PROVIDED TEXT =>
In response to:

Whatever Happened to Andre Gide? from the May 6, 1965 issue

To the Editors:

Paul deMan has either read Gide not very intelligently or not very much. His article gets under way, rather limpingly, with two errors of fact.

In his first paragraph deMan states “None of these changes (referring to changes in Gide’s political viewpoint) was ever justified objectively: his Return From the USSR“…certainly failed to show any striking insight into political realities.” If the words “striking insight” have the same meaning for Mr. deMan as for other users of the English language, I am surprised that he would not apply them to the political acumen of a man who on a brief visit to a vast country could become aware of as skillfully concealed a political reality as Stalinism was at that time.

Even more unfortunate is the association of Mallarmé, Wilde and Nietzsche with “the more extreme forms of fin-de-siècle nihilism.” The statement contains so many errors, reveals so much ignorance that one can only wonder what course in World Ideas, suitably vulgarized for the American public, Mr. de Man has acquired in his culture. Nihilism, a politico-philosophical trend in nineteenth-century Russia, was characterized by its total rejection of society as established at that time. It was primarily and actively political and might be thought of, suitably vulgarized, as a kind of pessimistic anarchism. Since the nihilists violently rejected every aspect of organized society, a clue to what Mr. deMan ought to have written might be found in considering some specific aspect of their time which was also rejected by our two writers and philosopher. Probably the aspect that he had in mind was the morality of mid-nineteenth century society. Of course this labeling “nihilist” one who has rejected some element of the mores of his age is going to enormously extend the use of the term, until in fact, it includes many of the better known thinkers since the beginning of time…

Mr. de Man does not like Gide. It is hard to respond to a writer you do not like, yet in literature this response alone leads to understanding. A more astute reviewer would have tried to conceal his disadvantage. Mr. de Man glories in his. For, after all, Gide was a subversive (word repeatedly used by your reviewer with reference to Gide). It is true that Gide was a subversive. He consistently undermined established patterns of thought and indeed he belonged to that great band of subversives which stretches back through the ages and which others call thinkers. It is also true that these thinkers are the natural enemies of Mr. deMan’s kind and that to this extent Mr. deMan has the right to criticize them…

Michael P. Scott

Canton, New York

Paul deMan replies:

I had assumed that the term “nihilism,” especially when qualified as “fin de siècle” nihilism, could not possibly be confused with political anarchism. The use of the lable “nihilism” to designate the combination of aestheticism with pseudo-apocalyptic world-weariness at the end of the nineteenth century is a commonplace of intellectual history. Yeats, who at that time would paraphrase Nietzsche’s “God is dead” in such statements as “Where there is nothing, there is God,” gives an engagingly ironic account of this state of mind in his Autobiographies, a book in which Wilde plays an important part and which borrows one of its subtitles—“The Trembling of the Veil”—from Mallarmé by way of Arthur Symons. The combination Nietzsche-Wilde-Mallarmé, incongruous as it is, recurs frequently in English aestheticism and it is amusing and symptomatic to find it back in the early Gide, Mr. Scott, however, was clearly not amused. I should have known better than to use “nihilism,” a term which, for rather obscure reasons, has a tendency to bring out the worst in those who encounter it, even in the most innocent of contexts.

TASKS =>
1. According to the Gide exchange, what was nihilism, as Scott defines it?
2. Copy out the Gide exchange word for word from "In his first" to "was at that time.".
Rely on the Gide exchange alone and draw on nothing outside it.

DATASET RECORDS =>
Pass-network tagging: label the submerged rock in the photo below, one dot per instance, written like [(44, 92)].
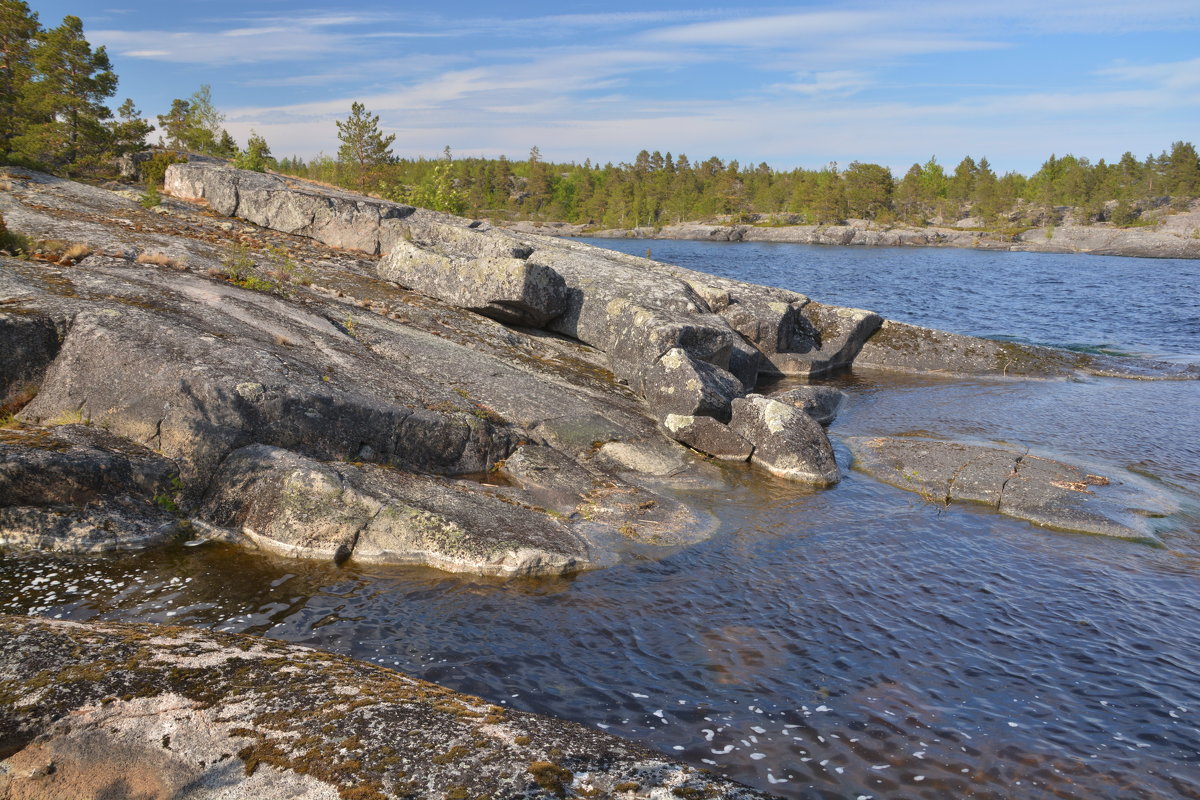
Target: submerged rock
[(106, 710), (786, 440), (911, 348), (1042, 491)]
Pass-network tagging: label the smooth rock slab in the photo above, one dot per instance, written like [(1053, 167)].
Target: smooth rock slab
[(786, 440), (298, 506), (79, 489), (510, 290), (106, 710), (1042, 491)]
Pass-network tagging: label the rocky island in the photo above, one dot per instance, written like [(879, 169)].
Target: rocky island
[(1176, 235), (329, 376)]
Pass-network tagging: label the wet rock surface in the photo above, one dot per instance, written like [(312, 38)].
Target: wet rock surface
[(108, 710), (1042, 491), (786, 440), (911, 348)]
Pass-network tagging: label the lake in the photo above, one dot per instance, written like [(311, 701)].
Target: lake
[(855, 642)]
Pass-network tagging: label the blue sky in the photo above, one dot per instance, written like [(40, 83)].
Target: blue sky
[(791, 84)]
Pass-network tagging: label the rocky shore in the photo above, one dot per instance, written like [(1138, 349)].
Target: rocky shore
[(1175, 236), (328, 376)]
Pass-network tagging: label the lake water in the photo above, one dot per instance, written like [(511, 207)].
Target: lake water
[(855, 642)]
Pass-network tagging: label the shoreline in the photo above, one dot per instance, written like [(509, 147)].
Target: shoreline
[(1177, 236)]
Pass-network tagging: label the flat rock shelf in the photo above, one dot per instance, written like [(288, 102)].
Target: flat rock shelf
[(268, 407)]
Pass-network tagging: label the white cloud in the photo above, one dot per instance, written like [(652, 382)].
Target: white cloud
[(835, 82), (1175, 74)]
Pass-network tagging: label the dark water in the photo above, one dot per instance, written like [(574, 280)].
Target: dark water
[(847, 643)]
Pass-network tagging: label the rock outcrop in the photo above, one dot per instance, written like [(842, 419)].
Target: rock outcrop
[(310, 408), (107, 710), (819, 402), (911, 348), (1042, 491), (430, 391), (1176, 236), (684, 342), (786, 440), (81, 489)]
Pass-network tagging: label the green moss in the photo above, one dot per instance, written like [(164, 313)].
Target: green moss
[(551, 777)]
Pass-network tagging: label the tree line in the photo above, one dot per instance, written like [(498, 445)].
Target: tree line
[(659, 188), (53, 115)]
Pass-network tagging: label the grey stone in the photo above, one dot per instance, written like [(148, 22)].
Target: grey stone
[(510, 290), (708, 435), (786, 440), (30, 344), (1045, 492), (106, 710), (819, 402), (911, 348), (79, 489), (679, 384)]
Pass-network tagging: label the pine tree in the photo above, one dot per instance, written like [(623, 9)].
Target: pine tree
[(64, 101), (130, 131), (364, 146), (18, 29), (257, 155)]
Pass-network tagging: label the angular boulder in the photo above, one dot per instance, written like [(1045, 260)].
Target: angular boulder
[(708, 435), (1045, 492), (786, 440), (679, 384), (510, 290), (30, 342), (819, 402), (911, 348)]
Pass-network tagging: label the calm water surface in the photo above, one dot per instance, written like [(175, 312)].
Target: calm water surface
[(856, 642)]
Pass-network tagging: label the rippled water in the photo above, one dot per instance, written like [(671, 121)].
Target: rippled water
[(844, 643)]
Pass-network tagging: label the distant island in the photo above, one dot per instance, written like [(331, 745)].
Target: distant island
[(54, 118)]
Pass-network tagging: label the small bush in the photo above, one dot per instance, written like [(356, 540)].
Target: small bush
[(150, 198), (160, 259), (154, 170), (13, 242)]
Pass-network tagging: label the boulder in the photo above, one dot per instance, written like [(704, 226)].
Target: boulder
[(786, 440), (911, 348), (30, 344), (1045, 492), (679, 384), (77, 488), (108, 710), (508, 289), (196, 396), (301, 507), (819, 402), (708, 435)]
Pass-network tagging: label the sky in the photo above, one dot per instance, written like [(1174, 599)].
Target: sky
[(787, 84)]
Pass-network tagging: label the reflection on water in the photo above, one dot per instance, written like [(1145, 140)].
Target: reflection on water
[(847, 643)]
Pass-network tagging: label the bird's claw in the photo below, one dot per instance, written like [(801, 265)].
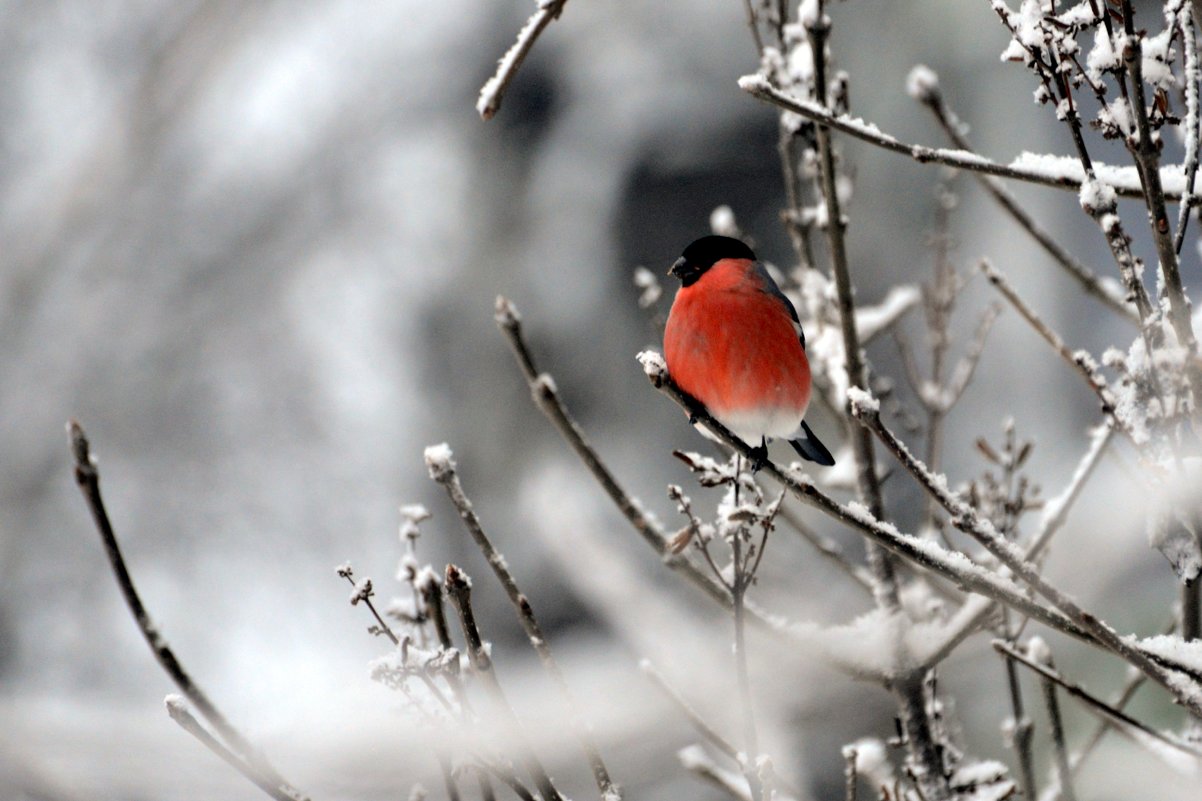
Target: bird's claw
[(759, 457)]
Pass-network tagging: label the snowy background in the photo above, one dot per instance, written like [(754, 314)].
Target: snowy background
[(254, 249)]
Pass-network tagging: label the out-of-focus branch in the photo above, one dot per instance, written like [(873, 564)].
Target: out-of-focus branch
[(442, 470), (885, 587), (697, 761), (1081, 366), (930, 96), (829, 549), (1119, 719), (546, 396), (458, 587), (1191, 78), (924, 761), (759, 87), (1147, 154), (967, 520), (703, 727), (493, 90), (177, 707), (954, 567), (88, 478)]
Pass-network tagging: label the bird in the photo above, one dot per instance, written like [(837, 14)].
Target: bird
[(733, 342)]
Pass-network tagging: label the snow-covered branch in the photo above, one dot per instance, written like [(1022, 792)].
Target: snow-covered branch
[(493, 90)]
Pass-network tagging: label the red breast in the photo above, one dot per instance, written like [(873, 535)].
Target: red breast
[(733, 346)]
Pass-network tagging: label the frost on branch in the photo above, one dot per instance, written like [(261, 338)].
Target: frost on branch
[(439, 461), (922, 84), (654, 366)]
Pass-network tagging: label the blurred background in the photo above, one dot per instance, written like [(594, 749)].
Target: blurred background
[(254, 249)]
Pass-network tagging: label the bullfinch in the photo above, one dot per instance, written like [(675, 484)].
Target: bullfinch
[(733, 342)]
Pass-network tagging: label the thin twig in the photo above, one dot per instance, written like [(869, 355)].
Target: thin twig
[(849, 773), (967, 520), (444, 472), (435, 610), (88, 478), (1079, 366), (1122, 721), (493, 90), (954, 567), (1064, 775), (1023, 731), (829, 549), (696, 761), (178, 711), (458, 586), (1190, 166), (885, 587), (1089, 282), (909, 692), (546, 396), (1148, 158), (759, 87)]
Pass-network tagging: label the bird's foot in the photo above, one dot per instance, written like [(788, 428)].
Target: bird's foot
[(759, 456)]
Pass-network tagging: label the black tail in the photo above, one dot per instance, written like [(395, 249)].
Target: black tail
[(811, 449)]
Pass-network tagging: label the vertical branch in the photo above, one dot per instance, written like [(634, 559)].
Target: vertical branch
[(886, 588), (442, 469), (459, 588), (908, 689), (1148, 158), (1190, 167), (1061, 752), (738, 593), (1023, 731), (88, 478)]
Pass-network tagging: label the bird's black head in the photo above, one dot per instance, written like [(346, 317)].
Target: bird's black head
[(702, 254)]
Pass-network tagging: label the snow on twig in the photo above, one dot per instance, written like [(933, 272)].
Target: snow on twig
[(445, 474), (1061, 172), (493, 90)]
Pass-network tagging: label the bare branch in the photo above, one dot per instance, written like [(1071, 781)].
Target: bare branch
[(1089, 282), (1119, 719), (1081, 366), (885, 586), (954, 567), (1147, 154), (759, 87), (967, 520), (1191, 78), (493, 90), (458, 586), (546, 397), (178, 711), (442, 469), (88, 478)]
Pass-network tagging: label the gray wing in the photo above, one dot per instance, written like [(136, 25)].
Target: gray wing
[(772, 289)]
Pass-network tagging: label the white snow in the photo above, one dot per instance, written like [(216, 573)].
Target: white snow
[(648, 284), (1102, 55), (1058, 167), (653, 363), (872, 320), (1095, 196), (922, 83), (721, 221), (439, 461), (862, 402), (362, 591), (1037, 651), (1158, 57)]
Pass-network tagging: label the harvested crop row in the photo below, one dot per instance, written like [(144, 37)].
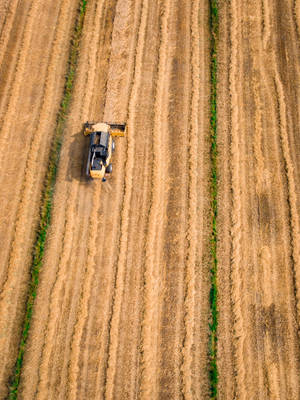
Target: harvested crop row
[(31, 94), (259, 325)]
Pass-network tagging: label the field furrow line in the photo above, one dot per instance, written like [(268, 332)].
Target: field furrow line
[(152, 276), (260, 187), (107, 254), (266, 21), (28, 205), (7, 26), (111, 255), (296, 16), (83, 315), (61, 284), (65, 210), (194, 204), (292, 190), (225, 362), (103, 236), (236, 214), (55, 301), (270, 256), (85, 295), (129, 166)]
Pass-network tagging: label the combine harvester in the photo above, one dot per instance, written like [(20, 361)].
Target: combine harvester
[(101, 147)]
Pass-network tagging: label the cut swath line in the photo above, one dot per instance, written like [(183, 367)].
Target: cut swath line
[(46, 204), (213, 324)]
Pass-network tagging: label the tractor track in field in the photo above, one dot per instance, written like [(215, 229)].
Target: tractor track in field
[(262, 321)]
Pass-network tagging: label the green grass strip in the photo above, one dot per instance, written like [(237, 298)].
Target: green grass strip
[(213, 324), (47, 197)]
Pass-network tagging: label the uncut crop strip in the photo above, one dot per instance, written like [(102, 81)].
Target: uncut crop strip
[(45, 214), (213, 324)]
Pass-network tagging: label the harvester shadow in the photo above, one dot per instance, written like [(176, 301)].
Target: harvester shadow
[(78, 154)]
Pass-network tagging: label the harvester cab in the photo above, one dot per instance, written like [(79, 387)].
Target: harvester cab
[(101, 147)]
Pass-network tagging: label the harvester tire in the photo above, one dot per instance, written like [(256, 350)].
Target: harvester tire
[(108, 169)]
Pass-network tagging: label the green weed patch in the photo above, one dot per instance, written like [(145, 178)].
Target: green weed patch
[(213, 324)]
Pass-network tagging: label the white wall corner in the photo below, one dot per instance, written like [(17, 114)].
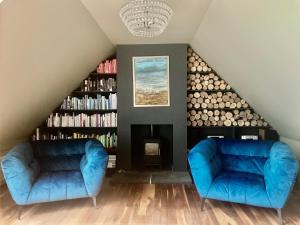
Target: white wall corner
[(2, 181), (295, 146)]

LIST OF SOLUTIONS =>
1. A politico-philosophical trend in nineteenth-century Russia.

2.
In his first paragraph deMan states “None of these changes (referring to changes in Gide’s political viewpoint) was ever justified objectively: his Return From the USSR“…certainly failed to show any striking insight into political realities.” If the words “striking insight” have the same meaning for Mr. deMan as for other users of the English language, I am surprised that he would not apply them to the political acumen of a man who on a brief visit to a vast country could become aware of as skillfully concealed a political reality as Stalinism was at that time.